**SOURCE EXTRACT**:
----
The contact area between the latch mandrel and the interior of the tool body is greater than in other similar jars (due to the larger O.D. of the latch mandrel). For example, in a jar of the present invention having a 2.25 inch O.D., the O.D. of the latch mandrel is 1.67 inches. A Buck jar having a 2.25 inch O.D. has a latch mandrel with a 1 inch O.D. Since the contact area is equal to the circumference times the length, in latch mandrels having the same length, the latch mandrel of the present invention will have a 67% greater area of contact than a similar Buck latch mandrel (the area is equal to the circumference times the length; the circumference is equal to pi times the diameter; when comparing latch mandrels of the same length, the ratio of the contact areas becomes simply the ratio of the circumferences, which is simply the ratio of the outside diameters; the ratio of the O.D. of the latch mandrel of a 2.25 inch jar of the present invention to the O.D. of the latch mandrel of a 2.25 inch Buck jar is 1.67 to 1--the difference is even more pronounced in smaller jars). This increased contact area is advantageous for the following reasons:
1) the increased contact area allows a greater firing range in comparison to other mechanical jars of which the inventors are aware;
2) the increased contact area eliminates the drag on the shaft found on other designs which reduces the impact when the jar is activated; and
3) the greater contact area allows a 50% thinner wall in the latch mandrel to achieve the same release point (firing setting) as the Buck jar; thus, the range of firing for the jar of the present invention is double that of the Buck jar having a latch mandrel with a wall of the same thickness.
The design of the apparatus of the present invention allows the latching (moving the shoulder of the latch mandrel from a position outside of the channel to inside the channel) of a 21/441 jar with 50 pounds of force and the necessary force to release (fire) the mechanism may be 2,000 pounds or higher. This allows the jar of the present invention to impart a tremendous amount of force either upward or downward.
The higher release point of the jar apparatus of the present invention allows it to be used in accomplishing a wider assortment of applications in the field. These applications include:
(1) removal of plugs and packers which become sanded up--the higher release point helps pull up this equipment; before the present invention, the tubing would have to be pulled out of the well with a workover rig, which is very costly;
(2) activation of release valves on packers--packers have a release valve on their bottoms; this release valve must be activated to equalize hole pressure below and above the packers so that the packer can be extracted from the well; this release valve over a period of time in the down-hole environment becomes very difficult to activate--the greater the jar action, the greater number of successful activations;
(3) removal of broken wirelines--wireline that breaks becomes balled up in the hole; this line becomes very difficult to extract from the well; a gripper with teeth means to bite into the wireline is attached to the jar of the present invention and is lowered into the hole and the teeth means bite into the wireline; the jar of the present invention then jars the gripper upward; the greater the jar action, the more successful removals of wireline will occur.
----
**ENTRIES SHOWN**:
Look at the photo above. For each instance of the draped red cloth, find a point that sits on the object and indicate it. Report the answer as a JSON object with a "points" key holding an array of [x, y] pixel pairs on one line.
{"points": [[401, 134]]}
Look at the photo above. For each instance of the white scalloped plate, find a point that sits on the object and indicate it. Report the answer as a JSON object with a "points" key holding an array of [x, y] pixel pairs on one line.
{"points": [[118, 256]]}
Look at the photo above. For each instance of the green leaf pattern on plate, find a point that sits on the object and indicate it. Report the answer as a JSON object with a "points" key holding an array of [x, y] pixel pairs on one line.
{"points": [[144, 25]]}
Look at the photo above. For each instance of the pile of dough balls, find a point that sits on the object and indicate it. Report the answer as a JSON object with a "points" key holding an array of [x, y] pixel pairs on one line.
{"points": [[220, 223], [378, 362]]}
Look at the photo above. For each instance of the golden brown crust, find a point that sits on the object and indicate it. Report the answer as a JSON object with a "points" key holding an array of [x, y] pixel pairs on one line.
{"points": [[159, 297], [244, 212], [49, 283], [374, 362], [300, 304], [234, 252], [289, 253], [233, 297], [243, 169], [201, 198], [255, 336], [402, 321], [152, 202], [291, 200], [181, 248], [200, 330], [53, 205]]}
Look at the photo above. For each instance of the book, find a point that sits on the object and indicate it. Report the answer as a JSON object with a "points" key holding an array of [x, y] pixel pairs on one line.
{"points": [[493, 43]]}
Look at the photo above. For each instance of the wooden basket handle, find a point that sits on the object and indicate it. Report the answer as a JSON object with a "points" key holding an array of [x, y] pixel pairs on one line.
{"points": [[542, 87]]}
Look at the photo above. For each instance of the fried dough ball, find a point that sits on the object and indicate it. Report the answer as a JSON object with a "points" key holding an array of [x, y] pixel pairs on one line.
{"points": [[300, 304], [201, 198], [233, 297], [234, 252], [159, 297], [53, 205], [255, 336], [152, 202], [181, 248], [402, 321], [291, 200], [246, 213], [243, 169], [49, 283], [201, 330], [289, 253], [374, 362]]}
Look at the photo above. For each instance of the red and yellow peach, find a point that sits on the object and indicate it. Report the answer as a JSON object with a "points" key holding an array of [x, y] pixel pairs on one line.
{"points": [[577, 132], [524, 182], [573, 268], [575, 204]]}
----
**EXERCISE SET**:
**A.** In the excerpt on the jar, what is the O.D. of the latch mandrel in a jar of the present invention that has a 2.25 inch O.D.?
**B.** Retype the part of the excerpt on the jar from "The design of" up to and including "upward or downward.".
**C.** Extend the excerpt on the jar past its last sentence.

**EXPECTED OUTPUTS**:
**A.** 1.67 inches.

**B.**
The design of the apparatus of the present invention allows the latching (moving the shoulder of the latch mandrel from a position outside of the channel to inside the channel) of a 21/441 jar with 50 pounds of force and the necessary force to release (fire) the mechanism may be 2,000 pounds or higher. This allows the jar of the present invention to impart a tremendous amount of force either upward or downward.

**C.**
It is believed that the apparatus of the present invention is the only sealed, 2-way mechanical jar on the market today with internal splines (the tool body of the preferred embodiment of the present invention preferably includes four spline grooves and the shoulder preferably comprises four spline lugs) and an O.D. of less than 3 inches. It is important that the jar be sealed so that it can be used on rotating hydraulic workover rigs; jars that are not sealed and splined cannot be used on rotating hydraulic workover rigs. The design of the apparatus of the present invention allows internal splining without any reduction of the I.D. of the apparatus.
In the jar apparatus of the present invention, after the shoulder of the latch mandrel leaves the neutral position, there is a time period during which there is no frictional contact between the latch mandrel and the interior wall of the tool body. This minimizes drag, thus maximizing jarring (striking) force in the operation of the jarring apparatus. This is unlike the Buck '198 jar, where there is frictional contact between the arbor and the latch during the entire jarring operation, and unlike the Spang jar, where there is frictional contact between the latching mandrel and the interior wall of the tool body during the entire jarring operation.
The Beck and Spang Jars also differ from the present invention because they are only one-way jars. They cannot impart force both upwardly and downwardly, as can the jar of the present invention.
Therefore, it is the principal object of the present invention to provide a drill string jar apparatus having a latch mandrel which flexes between a first seated position and a second unseated position within a latch housing;
It is the further object of the present invention to provide a drilling jar tool apparatus which does not utilize any movable latching fingers on the exterior of the latch mandrel in the tool body;
It is the further object of the present invention to provide a drill jar tool apparatus which provides for the latching mechanism on the exterior of the latch mandrel, for engaging a channel in the wall of the latch housing; and
It is the further object of the present invention to provide a drill string jar tool apparatus which is simple in operation, and has no moving parts other than the flexing of the latch mandrel during operation of the apparatus.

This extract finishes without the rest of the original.